| Your goal |
Summarize the state-encoding notes below in two sentences.

| Selected extract |
════════════════

Setup

• Inputs are expected to change one at a time (SIC)
• No changes in inputs until the m/c state stabilises (fundamental mode of operation)
• Assume that m/c has already been optimised
• States are mostly stable (recognised by self loops and permissible incoming transitions on some inputs)
• Some states may be unstable

Original flow graph

• Consider the following flow graph
• All states are stable for some inputs (each state has a self loop and a permissible incoming transition on some input)
• A Transition is present between any pair of states
• Therefore, it would be desirable to assign codes to the states so that they are adjacent to each other
• With four states, encoding may be attempted using two bits, as shown next

Flow graph after state encoding with 2 bits

• It is quite evident that with 2 bits, the states cannot be encoded to satisfy the adjacency requirement
• So, let's try encoding with 3 bits
• An annotated flow graph with one such encoding with three bits is shown below

Flow graph after state encoding with 3 bits

• Just using an extra bit has not solved the problem
• Note, that the k-bit binary codes may always be mapped onto a k-dimensional hypercube
• Since the maximum clique in a hypercube is of size 2, such adjacency requirements will never be satisfied directly
• However, its now possible to introduce intermediate unstable states through which the transitions between non-adjacent stable states may be routed
• Such an augmented flow graph with intermediate states is shown next

Flow graph after state encoding with 3 bits and extra states

• Now, all the transitions are between adjacent states
• Unstable states have been introduced to facilitate transition between states with non-adjacent codes
• The edges have been routed through the adjacent states so that the transitions there are deterministically decided by the inputs
• Two edges representing transitions on disjoint set inputs may only be routed through the same unstable state to avoid non-determinism
• This method involves embedding the flow graph into the lowest dimension hypercube (here dimension is 3)

════════════════

| Stored records |
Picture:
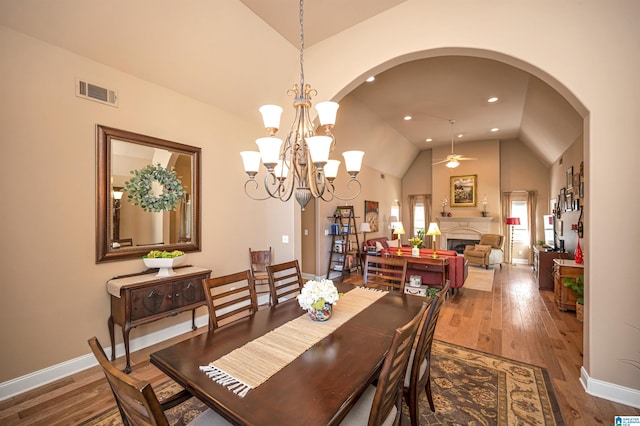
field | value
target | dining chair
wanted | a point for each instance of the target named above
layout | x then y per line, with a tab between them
387	273
418	374
230	298
285	281
137	401
259	260
382	404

════════════════

| Solution to this problem |
When a transition exists between every pair of four states, neither a 2-bit nor a 3-bit encoding can make all the states adjacent, because the maximum clique in a hypercube has size 2. The fix is to route transitions between non-adjacent stable states through intermediate unstable states so that every transition is between adjacent states, a method that embeds the flow graph into the lowest-dimension hypercube (dimension 3 here).